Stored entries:
╔══

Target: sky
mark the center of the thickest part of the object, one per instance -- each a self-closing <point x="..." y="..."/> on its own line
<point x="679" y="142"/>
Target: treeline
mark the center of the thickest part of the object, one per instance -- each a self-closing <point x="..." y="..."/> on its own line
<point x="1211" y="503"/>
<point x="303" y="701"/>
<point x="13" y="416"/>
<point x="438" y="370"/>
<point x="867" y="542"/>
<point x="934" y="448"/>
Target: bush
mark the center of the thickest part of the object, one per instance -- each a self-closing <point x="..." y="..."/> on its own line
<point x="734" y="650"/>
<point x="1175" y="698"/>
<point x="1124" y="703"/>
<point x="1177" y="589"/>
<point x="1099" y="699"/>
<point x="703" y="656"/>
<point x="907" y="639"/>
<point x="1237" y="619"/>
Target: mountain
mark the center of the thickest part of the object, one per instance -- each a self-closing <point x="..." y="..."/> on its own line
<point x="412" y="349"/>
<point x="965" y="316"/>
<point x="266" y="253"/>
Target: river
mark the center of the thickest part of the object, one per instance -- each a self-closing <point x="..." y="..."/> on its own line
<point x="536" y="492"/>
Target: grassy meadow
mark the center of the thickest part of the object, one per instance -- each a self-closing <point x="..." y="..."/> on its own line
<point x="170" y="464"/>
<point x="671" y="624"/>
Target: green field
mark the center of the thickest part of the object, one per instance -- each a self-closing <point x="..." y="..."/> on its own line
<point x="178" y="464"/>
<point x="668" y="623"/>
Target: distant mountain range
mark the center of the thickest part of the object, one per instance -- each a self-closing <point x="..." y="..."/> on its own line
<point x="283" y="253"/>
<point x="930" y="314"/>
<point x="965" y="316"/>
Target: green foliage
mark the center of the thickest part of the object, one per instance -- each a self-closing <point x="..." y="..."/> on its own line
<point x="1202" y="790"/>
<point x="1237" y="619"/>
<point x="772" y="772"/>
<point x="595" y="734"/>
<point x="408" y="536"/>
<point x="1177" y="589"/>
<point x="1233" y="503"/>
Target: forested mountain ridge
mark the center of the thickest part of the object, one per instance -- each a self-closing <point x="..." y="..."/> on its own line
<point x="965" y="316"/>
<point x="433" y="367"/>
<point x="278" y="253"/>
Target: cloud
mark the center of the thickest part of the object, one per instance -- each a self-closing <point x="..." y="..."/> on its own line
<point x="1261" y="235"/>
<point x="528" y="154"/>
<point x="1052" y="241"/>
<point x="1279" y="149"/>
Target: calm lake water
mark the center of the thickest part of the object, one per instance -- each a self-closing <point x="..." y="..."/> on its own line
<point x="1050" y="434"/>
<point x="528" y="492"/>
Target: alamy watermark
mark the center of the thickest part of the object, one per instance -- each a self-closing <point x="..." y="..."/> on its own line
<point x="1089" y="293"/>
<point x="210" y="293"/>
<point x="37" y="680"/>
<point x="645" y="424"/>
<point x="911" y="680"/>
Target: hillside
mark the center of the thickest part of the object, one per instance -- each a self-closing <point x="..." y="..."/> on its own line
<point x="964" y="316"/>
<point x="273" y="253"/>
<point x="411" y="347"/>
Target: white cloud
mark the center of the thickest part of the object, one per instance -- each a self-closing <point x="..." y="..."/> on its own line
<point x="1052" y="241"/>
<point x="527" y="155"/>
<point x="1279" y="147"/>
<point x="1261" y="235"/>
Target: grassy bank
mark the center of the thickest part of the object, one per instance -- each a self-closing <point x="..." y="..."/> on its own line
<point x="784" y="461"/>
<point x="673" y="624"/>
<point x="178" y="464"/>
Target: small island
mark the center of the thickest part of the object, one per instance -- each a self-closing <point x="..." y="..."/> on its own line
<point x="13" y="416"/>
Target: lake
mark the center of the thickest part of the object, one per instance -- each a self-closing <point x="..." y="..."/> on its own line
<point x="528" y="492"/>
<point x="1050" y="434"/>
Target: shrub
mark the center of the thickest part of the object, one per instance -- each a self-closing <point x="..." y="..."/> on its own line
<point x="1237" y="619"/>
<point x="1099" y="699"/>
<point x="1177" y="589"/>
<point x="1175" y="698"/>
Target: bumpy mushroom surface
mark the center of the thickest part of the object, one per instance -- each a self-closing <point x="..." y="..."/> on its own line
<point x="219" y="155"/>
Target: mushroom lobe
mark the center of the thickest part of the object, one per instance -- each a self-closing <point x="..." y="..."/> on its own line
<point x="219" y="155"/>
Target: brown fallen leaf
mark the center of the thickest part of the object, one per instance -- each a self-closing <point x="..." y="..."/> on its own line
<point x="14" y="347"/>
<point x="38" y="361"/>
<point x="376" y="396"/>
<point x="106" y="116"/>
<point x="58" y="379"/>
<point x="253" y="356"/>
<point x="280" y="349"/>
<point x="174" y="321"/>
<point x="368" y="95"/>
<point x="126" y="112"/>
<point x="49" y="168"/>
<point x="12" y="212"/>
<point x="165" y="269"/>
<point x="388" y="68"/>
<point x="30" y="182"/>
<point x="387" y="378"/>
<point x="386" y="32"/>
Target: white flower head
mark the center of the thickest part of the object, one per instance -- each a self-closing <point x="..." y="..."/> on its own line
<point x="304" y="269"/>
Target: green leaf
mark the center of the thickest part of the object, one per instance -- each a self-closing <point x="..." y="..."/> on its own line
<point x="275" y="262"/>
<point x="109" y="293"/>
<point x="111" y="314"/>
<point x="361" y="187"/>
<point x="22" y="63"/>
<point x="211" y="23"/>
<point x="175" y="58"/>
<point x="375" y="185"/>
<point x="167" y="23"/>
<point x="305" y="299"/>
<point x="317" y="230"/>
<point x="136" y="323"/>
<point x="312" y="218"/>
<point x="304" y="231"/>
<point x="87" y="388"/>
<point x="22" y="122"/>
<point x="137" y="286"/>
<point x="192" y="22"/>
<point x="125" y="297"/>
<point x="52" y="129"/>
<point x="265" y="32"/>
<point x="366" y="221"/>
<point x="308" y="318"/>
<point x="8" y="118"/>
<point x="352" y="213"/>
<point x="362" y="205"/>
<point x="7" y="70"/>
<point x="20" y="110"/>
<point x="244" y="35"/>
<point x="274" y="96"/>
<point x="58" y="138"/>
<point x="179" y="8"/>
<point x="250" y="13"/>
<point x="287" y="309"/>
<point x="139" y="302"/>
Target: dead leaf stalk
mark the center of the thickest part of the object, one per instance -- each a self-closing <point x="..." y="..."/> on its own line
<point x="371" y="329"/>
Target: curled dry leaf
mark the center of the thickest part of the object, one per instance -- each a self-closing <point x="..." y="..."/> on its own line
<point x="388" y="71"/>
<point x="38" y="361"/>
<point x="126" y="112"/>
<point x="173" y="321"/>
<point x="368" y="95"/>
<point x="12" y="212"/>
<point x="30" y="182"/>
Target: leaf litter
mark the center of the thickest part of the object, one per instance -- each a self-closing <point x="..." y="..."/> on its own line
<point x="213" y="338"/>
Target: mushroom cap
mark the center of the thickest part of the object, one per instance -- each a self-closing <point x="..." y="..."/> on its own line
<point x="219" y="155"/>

╚══

What is expected: Copy out word for word the part of the listing above that opens with the line containing "Target: curled dry leaf" and runs through the end of the listing, both ends included.

Output of the exercise:
Target: curled dry leaf
mark the center of the thickest part of the object, one per instance -- each a self-closing <point x="..." y="..."/> on its own line
<point x="388" y="71"/>
<point x="38" y="361"/>
<point x="126" y="112"/>
<point x="173" y="321"/>
<point x="368" y="95"/>
<point x="12" y="212"/>
<point x="30" y="182"/>
Target: leaf litter
mark the center of the thickest part of the object, one per instance -- each a self-closing <point x="..." y="..."/> on its own line
<point x="213" y="338"/>
Target: mushroom cap
mark the center of the thickest part of the object, one per instance -- each a self-closing <point x="..." y="..."/> on its own line
<point x="219" y="155"/>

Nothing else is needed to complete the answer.